> _TEKS BACAAN_
Penerapan
Al-Quran dalam Konsep Arsitektur
BAB 1
1.
Pendahuluan
a a. Latar belakang
Arsitektur adalah
sesuatu yang muncul dengan didasari sebuah alasan yang dapat menguatkan
posisinya sebagai media aktualisasi sehingga akhirnya tercipta sebuah
lingkungan binaan yang kondusif untuk ditempati. Dapat dikatakan bahwa
arsitektur lahir sebagai jawaban atas sebuah keadaan yang mendukung untuk
keadaan yang lebih baik dan juga dinamisasi manusia. Sebagai contoh rumah pada
jaman dahulu dan sekarang sangat berbeda mengingat tingkat kebutuhan, fungsi
dan juga jarak pandang mereka yang terbatas menjadi alasan utama perbedaan
tersebut. Begitu juga alam yang sengaja diciptakan Tuhan dengan demikian
sempurna dan sangat teratur, tentunya dibalik semua itu ada sebuah maksud atau
pelajaran yang dapat diambil sebagai sebuah pelajaran.

> _LATIHAN_
Salin lagi bagian teks bacaan yang dimulai dengan "Pendahuluan" dan berlanjut hingga "sebagai sebuah pelajaran.", lalu ganti kata "rumah" dengan "bangunan".

> _DATA HASIL EKSTRAKSI_
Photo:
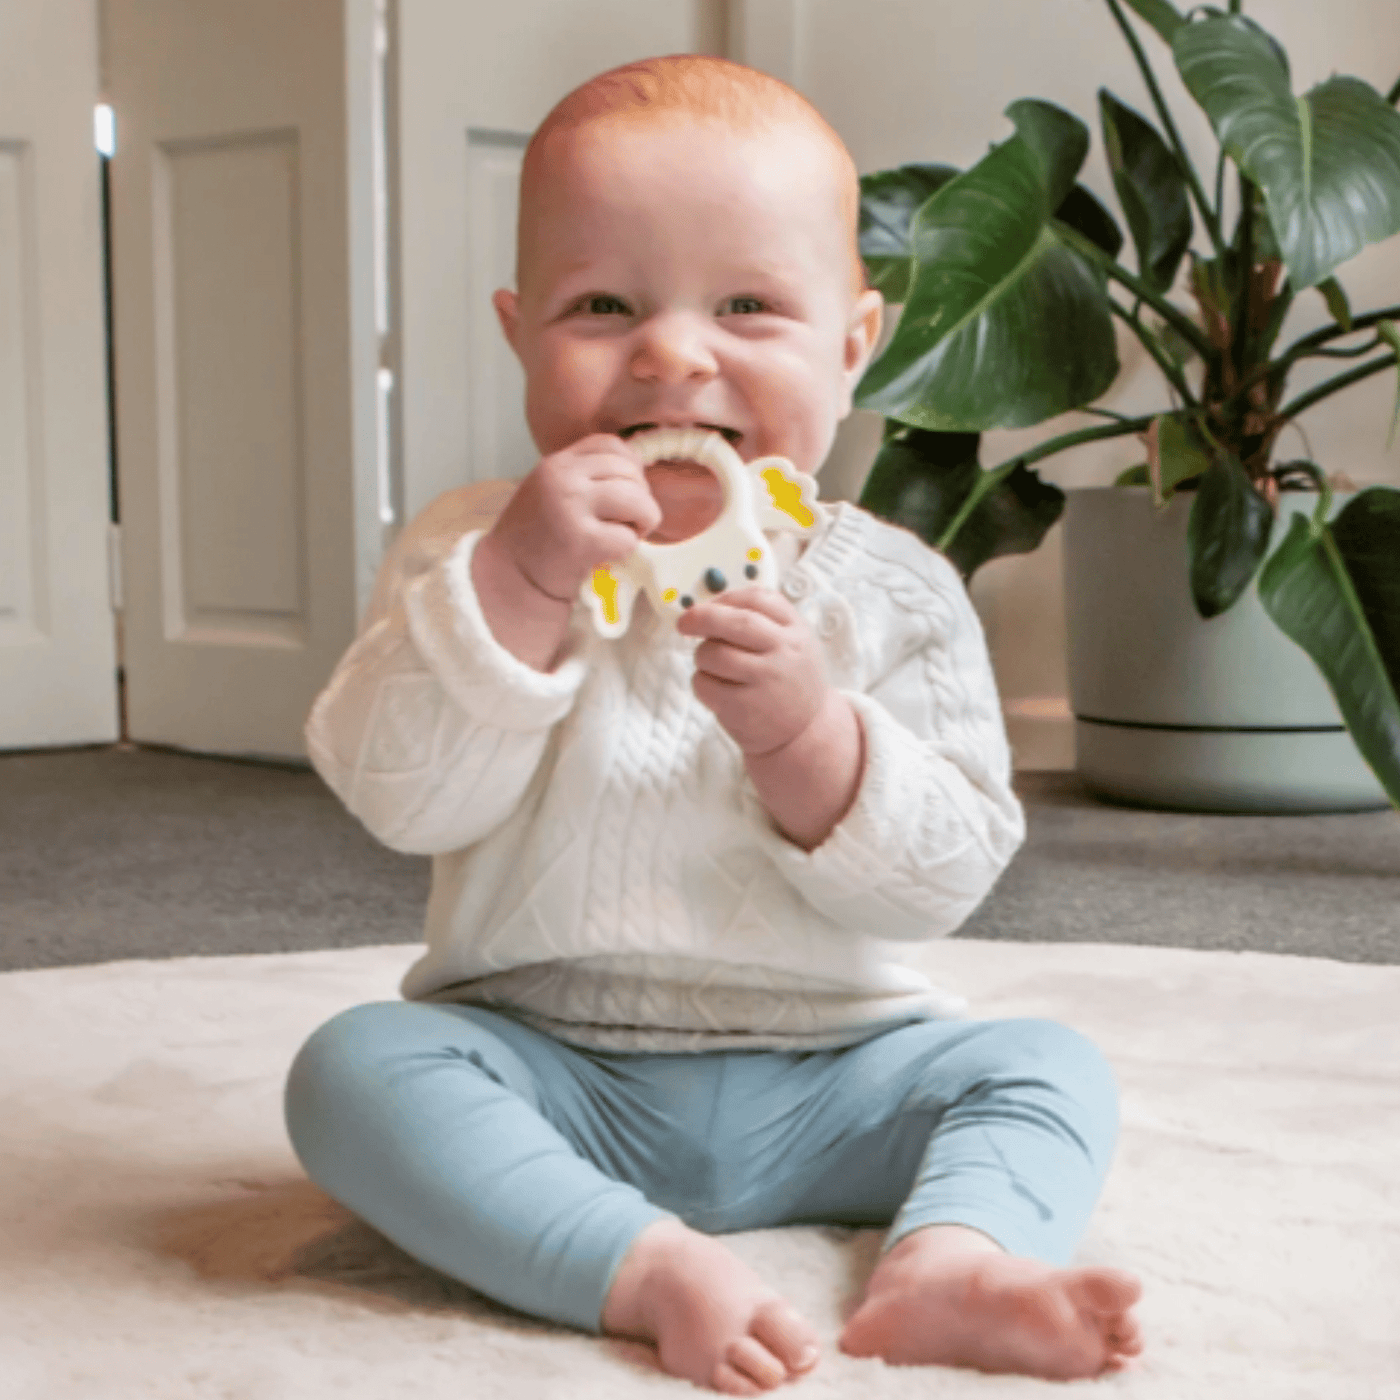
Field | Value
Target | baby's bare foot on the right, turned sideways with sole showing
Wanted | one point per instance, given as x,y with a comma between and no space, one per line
939,1298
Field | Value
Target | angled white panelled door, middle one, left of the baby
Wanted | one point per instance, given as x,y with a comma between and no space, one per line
246,358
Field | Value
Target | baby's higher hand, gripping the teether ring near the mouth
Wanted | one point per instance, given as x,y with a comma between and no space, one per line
582,507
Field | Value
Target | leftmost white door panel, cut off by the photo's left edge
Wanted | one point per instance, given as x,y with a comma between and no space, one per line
58,666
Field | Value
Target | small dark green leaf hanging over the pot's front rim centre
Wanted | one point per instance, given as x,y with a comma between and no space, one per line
1227,535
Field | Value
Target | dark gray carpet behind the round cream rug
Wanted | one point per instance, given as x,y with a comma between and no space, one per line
142,853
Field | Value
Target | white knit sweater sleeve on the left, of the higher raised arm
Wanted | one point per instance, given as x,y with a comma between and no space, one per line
429,730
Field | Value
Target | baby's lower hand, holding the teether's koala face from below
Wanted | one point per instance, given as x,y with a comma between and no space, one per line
761,668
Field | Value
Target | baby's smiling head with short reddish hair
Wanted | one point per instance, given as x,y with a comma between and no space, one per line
687,255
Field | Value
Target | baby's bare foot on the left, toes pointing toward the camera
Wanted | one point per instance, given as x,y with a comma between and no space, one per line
713,1319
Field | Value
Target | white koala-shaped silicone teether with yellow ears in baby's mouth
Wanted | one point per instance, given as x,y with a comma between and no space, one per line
765,495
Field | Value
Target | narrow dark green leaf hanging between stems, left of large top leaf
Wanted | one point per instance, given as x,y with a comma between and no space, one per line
1151,191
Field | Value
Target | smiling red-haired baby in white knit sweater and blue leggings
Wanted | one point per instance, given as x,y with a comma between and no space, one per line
682,876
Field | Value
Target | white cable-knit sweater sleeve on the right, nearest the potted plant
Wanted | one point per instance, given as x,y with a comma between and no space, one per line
934,821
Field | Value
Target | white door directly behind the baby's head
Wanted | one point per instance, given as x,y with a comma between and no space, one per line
472,83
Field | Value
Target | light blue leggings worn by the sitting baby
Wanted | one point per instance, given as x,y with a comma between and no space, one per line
526,1168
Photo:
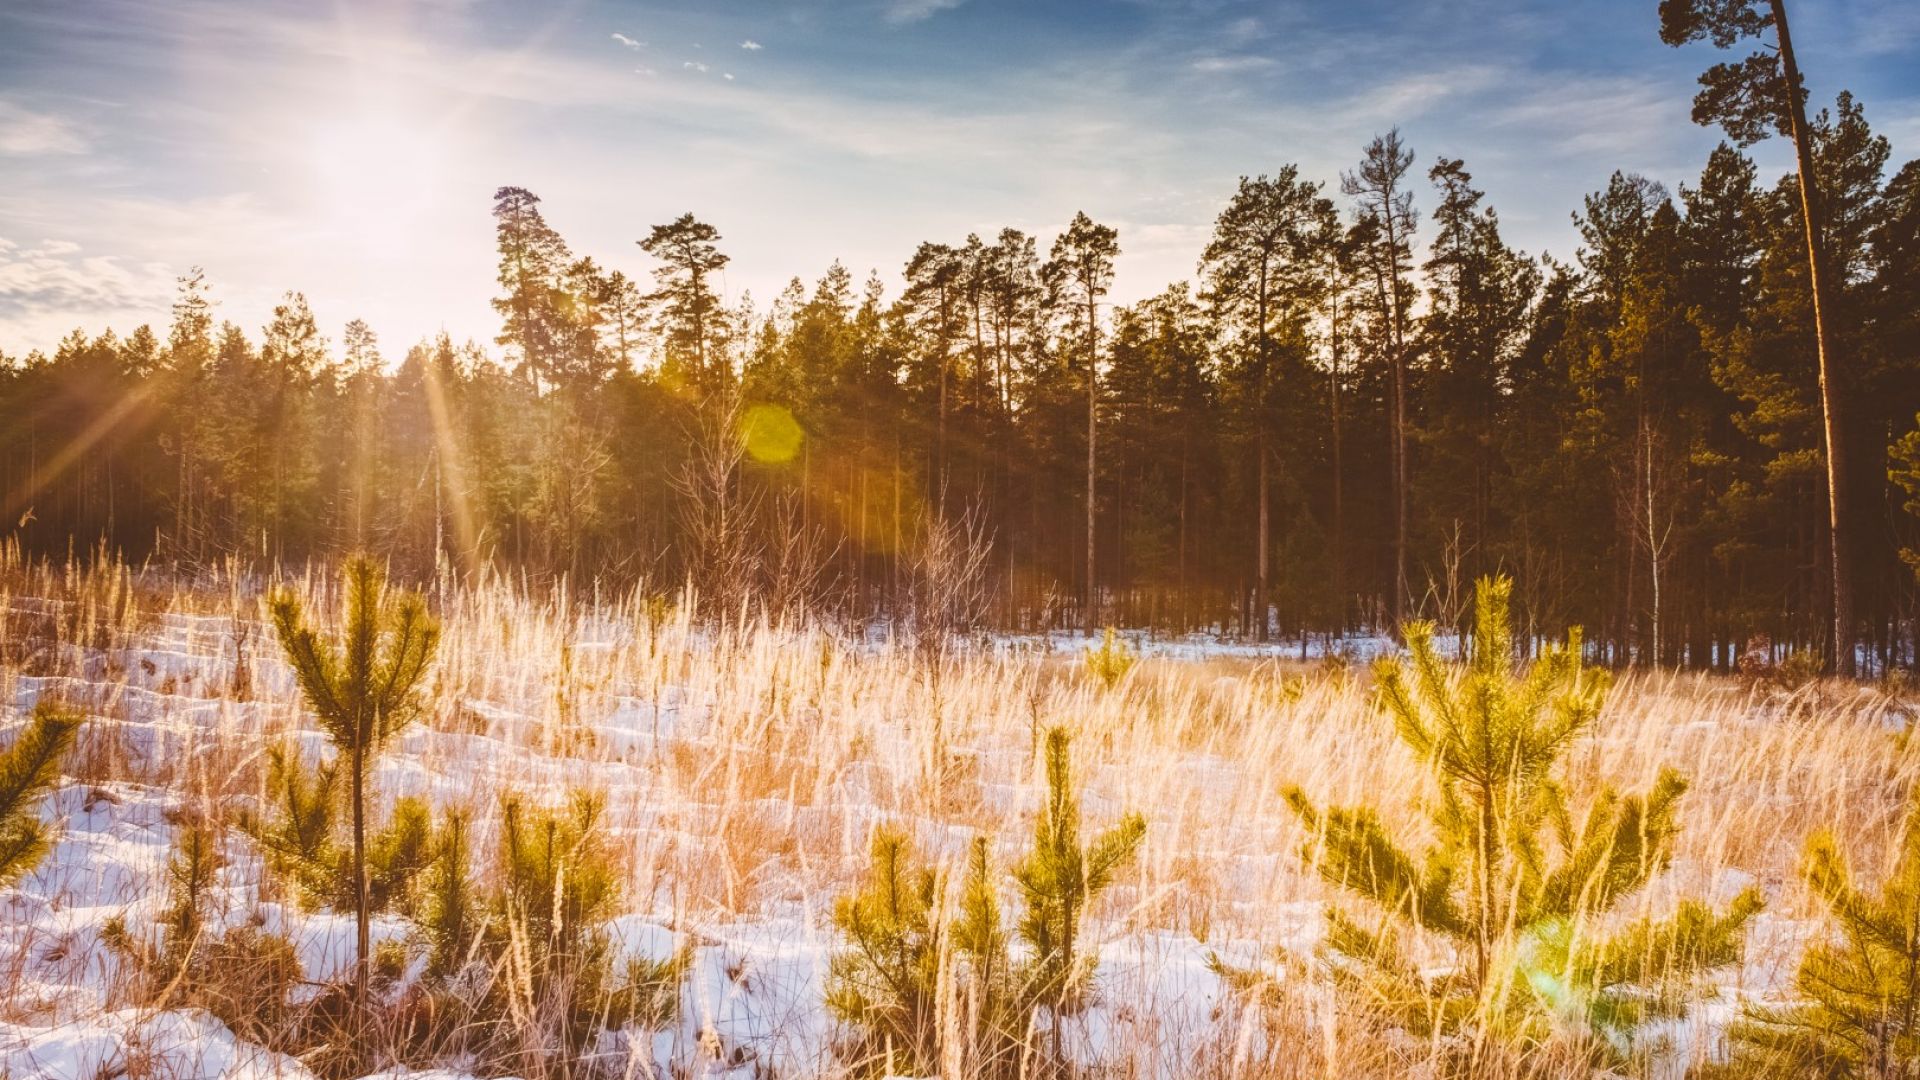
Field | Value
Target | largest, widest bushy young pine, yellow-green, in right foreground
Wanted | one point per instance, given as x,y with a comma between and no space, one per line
1516,881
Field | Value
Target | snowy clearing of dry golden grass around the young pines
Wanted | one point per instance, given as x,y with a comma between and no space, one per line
740,773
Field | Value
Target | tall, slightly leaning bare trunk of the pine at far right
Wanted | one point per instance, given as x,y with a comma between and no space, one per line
1836,468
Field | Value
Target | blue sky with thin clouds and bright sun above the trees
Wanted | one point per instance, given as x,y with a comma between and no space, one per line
350,149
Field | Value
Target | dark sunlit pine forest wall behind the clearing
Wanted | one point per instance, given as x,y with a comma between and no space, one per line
1362,403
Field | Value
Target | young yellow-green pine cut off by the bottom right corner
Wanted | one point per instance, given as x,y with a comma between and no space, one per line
1860,1012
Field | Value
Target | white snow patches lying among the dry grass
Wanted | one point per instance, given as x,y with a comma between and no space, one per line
754,1000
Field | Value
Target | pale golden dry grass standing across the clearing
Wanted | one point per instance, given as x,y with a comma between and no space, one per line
746,766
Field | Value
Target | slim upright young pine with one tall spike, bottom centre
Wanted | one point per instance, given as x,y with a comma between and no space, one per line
1061,879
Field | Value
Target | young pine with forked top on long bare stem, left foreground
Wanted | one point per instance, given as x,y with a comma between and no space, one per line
364,691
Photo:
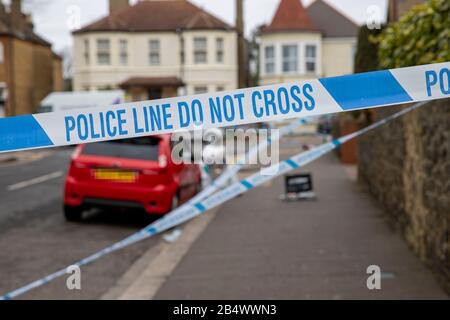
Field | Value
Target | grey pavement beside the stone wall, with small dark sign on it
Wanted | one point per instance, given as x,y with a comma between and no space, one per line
259,247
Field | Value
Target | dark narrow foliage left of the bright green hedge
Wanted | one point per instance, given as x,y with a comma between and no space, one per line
366,58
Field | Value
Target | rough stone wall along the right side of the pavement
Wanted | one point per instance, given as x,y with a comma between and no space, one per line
406,166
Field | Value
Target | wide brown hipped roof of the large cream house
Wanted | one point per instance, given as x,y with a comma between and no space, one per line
157,15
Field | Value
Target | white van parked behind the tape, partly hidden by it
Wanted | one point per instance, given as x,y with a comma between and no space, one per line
62,101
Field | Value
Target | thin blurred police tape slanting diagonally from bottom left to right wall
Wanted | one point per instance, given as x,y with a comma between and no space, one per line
195,209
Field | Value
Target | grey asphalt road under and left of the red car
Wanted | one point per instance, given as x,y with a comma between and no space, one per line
35,239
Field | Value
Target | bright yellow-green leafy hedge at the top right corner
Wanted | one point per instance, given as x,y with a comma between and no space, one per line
421,36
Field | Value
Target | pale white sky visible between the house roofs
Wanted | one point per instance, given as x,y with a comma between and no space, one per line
54,19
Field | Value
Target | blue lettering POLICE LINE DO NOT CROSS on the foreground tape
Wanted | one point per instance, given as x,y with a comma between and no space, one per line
226,109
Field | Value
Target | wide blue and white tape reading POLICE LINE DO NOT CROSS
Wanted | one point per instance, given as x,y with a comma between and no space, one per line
228,108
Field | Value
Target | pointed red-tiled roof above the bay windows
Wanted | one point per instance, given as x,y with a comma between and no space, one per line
291,16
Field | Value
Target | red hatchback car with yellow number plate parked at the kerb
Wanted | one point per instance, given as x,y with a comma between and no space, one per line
135,173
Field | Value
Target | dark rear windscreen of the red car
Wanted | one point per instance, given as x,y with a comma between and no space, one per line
145,148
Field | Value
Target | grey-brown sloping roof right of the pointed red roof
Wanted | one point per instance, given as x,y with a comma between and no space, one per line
331,22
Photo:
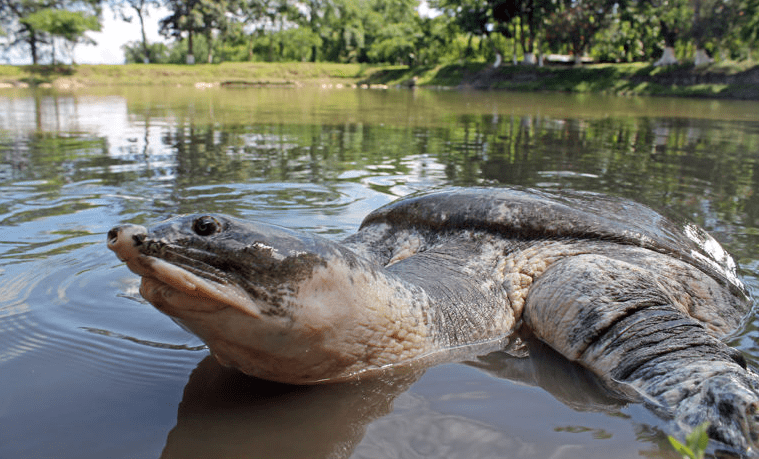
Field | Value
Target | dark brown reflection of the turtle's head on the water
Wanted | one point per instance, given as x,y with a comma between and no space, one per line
226,414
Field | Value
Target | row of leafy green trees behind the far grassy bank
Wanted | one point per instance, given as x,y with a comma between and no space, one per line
392,31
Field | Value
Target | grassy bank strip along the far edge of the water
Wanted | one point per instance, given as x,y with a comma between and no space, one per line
735,81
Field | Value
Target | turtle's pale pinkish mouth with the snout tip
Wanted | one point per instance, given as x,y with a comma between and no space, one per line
171,287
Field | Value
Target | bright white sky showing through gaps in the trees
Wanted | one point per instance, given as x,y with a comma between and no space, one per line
115,33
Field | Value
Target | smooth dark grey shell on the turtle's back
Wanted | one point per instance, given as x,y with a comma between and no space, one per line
537,214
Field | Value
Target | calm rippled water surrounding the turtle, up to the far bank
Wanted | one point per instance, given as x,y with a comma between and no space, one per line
89,370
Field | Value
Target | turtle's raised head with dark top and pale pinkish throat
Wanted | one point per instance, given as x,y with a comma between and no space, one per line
273,302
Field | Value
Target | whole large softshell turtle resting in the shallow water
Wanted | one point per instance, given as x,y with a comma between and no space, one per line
642,302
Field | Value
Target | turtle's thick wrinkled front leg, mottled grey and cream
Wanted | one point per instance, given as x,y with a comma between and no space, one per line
614,318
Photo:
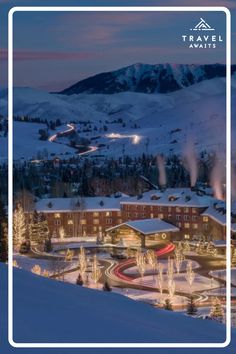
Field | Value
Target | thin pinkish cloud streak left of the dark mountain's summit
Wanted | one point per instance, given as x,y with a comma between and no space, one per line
23,55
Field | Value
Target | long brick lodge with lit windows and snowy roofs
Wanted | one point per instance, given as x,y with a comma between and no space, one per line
193,214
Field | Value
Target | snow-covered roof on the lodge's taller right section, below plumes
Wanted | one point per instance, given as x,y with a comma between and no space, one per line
183,197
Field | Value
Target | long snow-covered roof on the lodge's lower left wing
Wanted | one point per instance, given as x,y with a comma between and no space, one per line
52,205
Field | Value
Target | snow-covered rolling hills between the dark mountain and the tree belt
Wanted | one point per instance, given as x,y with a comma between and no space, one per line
153,123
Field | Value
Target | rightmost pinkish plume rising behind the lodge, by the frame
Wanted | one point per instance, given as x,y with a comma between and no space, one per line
217,179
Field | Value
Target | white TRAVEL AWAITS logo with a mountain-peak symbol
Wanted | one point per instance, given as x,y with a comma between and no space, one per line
200,38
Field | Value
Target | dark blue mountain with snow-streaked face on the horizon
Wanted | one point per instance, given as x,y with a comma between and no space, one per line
159,78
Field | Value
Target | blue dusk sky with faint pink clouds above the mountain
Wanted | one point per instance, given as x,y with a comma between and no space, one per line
54,50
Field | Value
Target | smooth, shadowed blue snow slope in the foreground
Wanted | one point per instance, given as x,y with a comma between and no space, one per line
52,311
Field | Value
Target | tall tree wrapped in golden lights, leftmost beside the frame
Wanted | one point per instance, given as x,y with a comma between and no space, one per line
19,227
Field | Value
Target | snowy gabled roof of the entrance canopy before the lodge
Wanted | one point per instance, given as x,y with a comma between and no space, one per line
148,226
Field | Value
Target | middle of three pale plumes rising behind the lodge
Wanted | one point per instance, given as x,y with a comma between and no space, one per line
190,162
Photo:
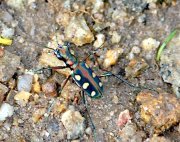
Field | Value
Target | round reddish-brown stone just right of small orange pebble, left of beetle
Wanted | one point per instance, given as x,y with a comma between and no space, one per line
49,88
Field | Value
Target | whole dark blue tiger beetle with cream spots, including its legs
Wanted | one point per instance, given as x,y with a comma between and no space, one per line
83,76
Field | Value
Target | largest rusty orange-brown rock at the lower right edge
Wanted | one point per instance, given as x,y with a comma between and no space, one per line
160,112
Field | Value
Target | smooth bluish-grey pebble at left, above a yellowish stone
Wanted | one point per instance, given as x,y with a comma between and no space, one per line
25,83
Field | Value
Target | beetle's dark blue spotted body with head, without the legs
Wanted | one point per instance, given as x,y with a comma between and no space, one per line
81,73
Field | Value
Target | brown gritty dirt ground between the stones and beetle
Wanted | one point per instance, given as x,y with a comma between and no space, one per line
35,24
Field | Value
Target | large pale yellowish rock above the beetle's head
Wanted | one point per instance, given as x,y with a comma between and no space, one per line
75,28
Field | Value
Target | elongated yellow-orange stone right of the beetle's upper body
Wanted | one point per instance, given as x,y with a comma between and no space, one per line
112,57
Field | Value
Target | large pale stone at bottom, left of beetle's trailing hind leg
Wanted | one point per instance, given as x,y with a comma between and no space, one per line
74,124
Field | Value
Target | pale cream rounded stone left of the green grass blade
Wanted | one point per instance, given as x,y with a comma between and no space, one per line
150,44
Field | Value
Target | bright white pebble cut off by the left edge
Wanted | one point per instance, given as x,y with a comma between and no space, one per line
6,110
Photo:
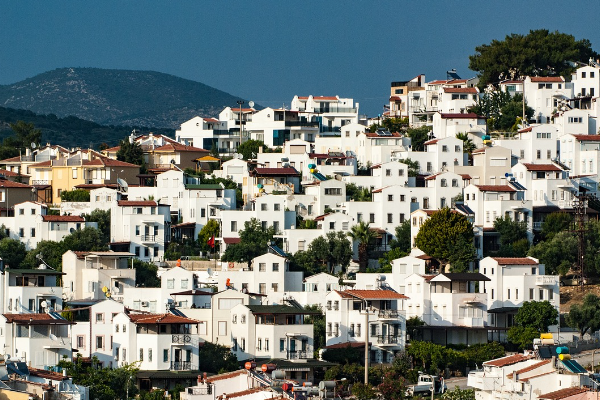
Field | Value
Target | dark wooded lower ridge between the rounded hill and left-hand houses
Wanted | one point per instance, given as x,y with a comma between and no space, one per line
70,131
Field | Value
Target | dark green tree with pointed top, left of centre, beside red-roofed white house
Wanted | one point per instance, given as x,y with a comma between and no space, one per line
254,242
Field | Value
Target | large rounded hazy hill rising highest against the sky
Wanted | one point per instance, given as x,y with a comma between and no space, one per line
116,97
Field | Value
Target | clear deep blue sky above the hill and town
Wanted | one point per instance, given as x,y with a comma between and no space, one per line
268,51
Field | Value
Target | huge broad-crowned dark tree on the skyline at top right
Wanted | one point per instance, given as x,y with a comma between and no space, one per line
539,53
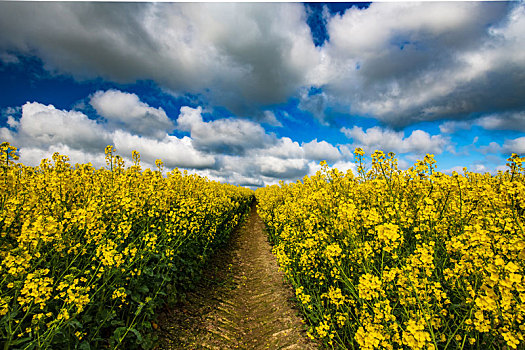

> _JAWABAN LATIHAN_
Pendahuluan
a a. Latar belakang
Arsitektur adalah
sesuatu yang muncul dengan didasari sebuah alasan yang dapat menguatkan
posisinya sebagai media aktualisasi sehingga akhirnya tercipta sebuah
lingkungan binaan yang kondusif untuk ditempati. Dapat dikatakan bahwa
arsitektur lahir sebagai jawaban atas sebuah keadaan yang mendukung untuk
keadaan yang lebih baik dan juga dinamisasi manusia. Sebagai contoh bangunan pada
jaman dahulu dan sekarang sangat berbeda mengingat tingkat kebutuhan, fungsi
dan juga jarak pandang mereka yang terbatas menjadi alasan utama perbedaan
tersebut. Begitu juga alam yang sengaja diciptakan Tuhan dengan demikian
sempurna dan sangat teratur, tentunya dibalik semua itu ada sebuah maksud atau
pelajaran yang dapat diambil sebagai sebuah pelajaran.